Material supplied ::
BEGIN

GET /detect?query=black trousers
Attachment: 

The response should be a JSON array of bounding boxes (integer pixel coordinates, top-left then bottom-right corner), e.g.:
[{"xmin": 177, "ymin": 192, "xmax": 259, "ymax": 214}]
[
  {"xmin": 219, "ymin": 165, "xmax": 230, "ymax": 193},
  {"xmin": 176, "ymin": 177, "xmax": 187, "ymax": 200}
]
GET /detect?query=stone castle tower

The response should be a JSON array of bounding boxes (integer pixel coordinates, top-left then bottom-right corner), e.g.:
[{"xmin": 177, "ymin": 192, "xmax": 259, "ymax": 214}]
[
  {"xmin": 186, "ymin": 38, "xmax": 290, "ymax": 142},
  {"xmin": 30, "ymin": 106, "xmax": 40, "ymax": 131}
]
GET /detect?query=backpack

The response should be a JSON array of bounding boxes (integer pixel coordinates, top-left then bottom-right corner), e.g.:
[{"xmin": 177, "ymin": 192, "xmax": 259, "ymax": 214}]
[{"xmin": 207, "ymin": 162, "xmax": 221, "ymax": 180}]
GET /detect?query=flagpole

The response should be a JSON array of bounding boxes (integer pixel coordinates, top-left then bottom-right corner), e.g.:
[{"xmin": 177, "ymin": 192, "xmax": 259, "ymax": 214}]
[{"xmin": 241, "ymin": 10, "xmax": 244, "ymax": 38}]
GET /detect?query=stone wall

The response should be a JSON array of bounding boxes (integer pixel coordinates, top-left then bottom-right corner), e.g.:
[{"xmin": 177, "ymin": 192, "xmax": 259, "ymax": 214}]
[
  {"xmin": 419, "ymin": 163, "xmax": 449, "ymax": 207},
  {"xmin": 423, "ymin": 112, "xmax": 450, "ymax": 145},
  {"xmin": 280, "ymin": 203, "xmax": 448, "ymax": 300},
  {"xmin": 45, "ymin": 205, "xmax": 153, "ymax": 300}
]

END

Activity :: Gather all lines from the records above in which "detect" appears.

Written reply ::
GET /detect?query=black trousers
GET /detect?query=stone castle tower
GET /detect?query=backpack
GET /detect?query=flagpole
GET /detect?query=stone wall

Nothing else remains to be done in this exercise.